Transcribe the items below verbatim, beginning with the line containing "[locate] crocheted flower" and continuing through the line containing "<point>207,435</point>".

[start RECORDS PROVIDED]

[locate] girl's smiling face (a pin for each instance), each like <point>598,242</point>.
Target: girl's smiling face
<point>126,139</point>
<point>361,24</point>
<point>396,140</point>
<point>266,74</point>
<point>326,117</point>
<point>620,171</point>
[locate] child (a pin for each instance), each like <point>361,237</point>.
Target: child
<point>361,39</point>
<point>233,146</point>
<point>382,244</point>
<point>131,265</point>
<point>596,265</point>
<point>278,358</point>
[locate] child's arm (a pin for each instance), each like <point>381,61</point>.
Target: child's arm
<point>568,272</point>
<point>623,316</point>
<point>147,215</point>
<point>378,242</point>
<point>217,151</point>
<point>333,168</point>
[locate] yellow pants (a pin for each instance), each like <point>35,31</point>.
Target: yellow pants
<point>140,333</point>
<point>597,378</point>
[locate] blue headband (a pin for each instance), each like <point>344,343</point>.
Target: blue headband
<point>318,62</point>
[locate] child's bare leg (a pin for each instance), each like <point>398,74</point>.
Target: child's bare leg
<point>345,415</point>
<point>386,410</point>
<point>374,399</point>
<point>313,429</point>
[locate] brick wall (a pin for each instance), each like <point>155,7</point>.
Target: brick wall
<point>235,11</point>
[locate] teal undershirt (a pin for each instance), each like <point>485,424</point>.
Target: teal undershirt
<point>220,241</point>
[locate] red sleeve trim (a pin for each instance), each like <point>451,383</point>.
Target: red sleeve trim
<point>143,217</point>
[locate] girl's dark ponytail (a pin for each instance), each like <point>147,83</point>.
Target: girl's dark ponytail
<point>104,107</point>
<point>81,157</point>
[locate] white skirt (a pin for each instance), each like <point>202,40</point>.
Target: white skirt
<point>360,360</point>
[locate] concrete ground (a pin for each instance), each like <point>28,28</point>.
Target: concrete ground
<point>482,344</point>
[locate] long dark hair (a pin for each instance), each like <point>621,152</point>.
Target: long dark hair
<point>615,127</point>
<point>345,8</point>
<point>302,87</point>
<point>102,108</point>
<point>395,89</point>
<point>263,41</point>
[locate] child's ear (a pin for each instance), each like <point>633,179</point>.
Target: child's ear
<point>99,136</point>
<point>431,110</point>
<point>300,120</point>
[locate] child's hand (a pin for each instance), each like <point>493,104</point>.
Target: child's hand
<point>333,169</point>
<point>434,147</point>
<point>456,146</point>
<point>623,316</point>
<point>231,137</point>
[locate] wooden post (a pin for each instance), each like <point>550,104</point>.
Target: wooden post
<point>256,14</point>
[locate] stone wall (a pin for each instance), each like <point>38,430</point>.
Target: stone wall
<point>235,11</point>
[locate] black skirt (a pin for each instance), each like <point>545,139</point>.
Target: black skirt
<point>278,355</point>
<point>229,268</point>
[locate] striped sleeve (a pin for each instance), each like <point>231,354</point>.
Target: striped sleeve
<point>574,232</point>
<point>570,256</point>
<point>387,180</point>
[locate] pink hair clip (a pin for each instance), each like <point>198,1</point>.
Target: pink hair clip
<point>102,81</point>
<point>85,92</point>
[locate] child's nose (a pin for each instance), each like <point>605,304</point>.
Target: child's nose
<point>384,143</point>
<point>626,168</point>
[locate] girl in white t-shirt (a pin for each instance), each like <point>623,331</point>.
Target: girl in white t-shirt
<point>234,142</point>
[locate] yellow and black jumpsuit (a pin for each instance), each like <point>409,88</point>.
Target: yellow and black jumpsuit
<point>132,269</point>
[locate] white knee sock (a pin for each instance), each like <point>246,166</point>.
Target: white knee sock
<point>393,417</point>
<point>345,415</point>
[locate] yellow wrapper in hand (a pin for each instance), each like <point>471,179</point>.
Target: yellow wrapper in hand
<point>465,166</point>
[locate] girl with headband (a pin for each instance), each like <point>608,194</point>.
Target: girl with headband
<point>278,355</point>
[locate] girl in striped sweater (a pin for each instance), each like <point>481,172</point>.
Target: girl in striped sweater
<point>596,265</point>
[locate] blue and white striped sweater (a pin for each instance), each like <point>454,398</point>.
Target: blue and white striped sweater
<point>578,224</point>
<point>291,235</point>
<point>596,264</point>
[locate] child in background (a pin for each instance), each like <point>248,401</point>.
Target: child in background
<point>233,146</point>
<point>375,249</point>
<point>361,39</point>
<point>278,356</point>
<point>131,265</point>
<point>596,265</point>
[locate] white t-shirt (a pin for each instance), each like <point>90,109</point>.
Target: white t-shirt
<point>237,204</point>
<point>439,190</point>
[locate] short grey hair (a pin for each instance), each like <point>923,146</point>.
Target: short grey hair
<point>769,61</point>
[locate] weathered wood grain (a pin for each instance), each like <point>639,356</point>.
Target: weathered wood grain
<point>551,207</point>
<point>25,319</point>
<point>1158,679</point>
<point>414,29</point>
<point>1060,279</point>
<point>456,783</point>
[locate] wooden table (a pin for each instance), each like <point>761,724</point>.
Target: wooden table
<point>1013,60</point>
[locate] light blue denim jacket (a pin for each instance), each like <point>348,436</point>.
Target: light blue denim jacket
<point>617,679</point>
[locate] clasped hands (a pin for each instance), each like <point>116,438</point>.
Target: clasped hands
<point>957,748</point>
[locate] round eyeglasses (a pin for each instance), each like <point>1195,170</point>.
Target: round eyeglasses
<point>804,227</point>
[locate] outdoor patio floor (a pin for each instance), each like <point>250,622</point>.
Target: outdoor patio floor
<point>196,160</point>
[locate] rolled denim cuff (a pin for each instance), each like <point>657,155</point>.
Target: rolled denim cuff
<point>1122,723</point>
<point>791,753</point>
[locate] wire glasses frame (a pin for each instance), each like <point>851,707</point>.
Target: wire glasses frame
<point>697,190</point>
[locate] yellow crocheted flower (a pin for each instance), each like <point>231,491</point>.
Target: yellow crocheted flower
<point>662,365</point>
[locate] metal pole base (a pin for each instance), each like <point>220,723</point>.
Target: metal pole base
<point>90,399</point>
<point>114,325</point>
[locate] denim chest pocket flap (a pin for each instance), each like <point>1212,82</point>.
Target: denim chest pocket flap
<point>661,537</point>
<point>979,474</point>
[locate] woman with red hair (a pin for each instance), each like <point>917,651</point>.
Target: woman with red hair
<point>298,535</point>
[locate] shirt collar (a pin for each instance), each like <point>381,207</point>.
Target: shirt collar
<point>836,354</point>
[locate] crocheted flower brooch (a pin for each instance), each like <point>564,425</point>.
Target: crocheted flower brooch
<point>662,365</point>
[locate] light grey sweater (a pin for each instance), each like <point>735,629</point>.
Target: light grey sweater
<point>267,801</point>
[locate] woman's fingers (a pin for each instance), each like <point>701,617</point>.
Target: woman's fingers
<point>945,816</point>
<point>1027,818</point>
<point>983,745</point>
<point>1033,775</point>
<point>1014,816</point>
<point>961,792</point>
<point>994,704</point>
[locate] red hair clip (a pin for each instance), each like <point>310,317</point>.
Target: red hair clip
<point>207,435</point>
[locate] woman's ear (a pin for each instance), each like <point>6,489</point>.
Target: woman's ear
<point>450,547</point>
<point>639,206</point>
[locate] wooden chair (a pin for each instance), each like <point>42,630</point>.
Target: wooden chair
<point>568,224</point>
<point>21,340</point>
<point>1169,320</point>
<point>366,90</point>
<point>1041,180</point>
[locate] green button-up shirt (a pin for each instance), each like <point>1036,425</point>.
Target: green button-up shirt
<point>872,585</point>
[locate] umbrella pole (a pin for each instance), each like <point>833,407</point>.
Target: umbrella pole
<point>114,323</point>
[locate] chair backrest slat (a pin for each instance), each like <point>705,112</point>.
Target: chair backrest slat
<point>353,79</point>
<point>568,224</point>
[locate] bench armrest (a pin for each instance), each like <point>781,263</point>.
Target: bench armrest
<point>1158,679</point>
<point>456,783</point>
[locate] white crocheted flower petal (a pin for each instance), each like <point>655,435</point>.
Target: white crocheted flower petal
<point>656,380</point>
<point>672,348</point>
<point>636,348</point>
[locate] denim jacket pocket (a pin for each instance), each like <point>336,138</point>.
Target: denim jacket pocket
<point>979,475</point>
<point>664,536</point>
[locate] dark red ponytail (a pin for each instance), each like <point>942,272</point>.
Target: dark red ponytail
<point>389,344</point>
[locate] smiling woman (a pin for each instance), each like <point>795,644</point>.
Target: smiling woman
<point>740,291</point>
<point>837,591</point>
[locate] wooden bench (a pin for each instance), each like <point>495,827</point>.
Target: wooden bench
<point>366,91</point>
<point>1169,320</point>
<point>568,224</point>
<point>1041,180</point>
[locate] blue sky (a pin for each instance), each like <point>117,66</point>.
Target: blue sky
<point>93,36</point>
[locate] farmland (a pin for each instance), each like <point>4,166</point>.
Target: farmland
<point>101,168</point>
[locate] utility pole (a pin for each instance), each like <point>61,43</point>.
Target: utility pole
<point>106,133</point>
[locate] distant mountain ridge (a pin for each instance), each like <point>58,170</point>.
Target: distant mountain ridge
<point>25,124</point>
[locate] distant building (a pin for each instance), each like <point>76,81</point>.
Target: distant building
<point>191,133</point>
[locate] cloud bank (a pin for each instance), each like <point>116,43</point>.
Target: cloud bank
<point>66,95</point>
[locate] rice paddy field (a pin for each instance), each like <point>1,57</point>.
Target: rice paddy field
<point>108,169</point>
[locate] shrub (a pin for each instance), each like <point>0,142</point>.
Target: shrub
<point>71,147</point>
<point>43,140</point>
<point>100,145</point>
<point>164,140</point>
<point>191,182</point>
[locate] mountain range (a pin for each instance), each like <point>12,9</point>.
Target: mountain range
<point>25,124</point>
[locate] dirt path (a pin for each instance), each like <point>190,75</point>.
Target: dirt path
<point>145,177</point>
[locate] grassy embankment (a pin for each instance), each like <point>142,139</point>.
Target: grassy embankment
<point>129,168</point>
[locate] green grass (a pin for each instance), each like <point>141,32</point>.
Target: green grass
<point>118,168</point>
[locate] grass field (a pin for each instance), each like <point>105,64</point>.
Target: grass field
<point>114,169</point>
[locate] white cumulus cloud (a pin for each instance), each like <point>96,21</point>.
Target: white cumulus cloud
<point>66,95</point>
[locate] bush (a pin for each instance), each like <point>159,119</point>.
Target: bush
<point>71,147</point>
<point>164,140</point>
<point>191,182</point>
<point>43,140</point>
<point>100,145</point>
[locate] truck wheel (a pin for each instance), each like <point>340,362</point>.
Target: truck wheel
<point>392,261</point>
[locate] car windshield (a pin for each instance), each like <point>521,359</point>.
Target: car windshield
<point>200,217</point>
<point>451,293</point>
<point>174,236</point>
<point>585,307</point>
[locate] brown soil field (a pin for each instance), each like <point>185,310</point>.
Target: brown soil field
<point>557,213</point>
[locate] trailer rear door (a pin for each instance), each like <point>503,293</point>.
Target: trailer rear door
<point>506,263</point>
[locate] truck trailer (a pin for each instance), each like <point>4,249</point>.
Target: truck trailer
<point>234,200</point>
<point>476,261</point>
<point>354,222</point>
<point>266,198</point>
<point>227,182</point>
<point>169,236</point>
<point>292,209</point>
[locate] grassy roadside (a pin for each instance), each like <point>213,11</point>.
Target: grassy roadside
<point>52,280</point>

[end RECORDS PROVIDED]

TASK RESPONSE ->
[locate] crocheted flower brooch (a pin for each instance), each like <point>564,425</point>.
Target: crocheted flower brooch
<point>662,365</point>
[locate] light grey sweater (a pin for each instance), each like <point>735,629</point>.
Target: light grey sweater
<point>267,801</point>
[locate] woman's fingers (a pin for each instance), each like <point>701,617</point>.
Target: woman's fingers
<point>945,816</point>
<point>1027,818</point>
<point>983,745</point>
<point>1033,775</point>
<point>1014,816</point>
<point>961,792</point>
<point>994,704</point>
[locate] red hair clip (a pin for each instance), each like <point>310,317</point>.
Target: red hair clip
<point>207,435</point>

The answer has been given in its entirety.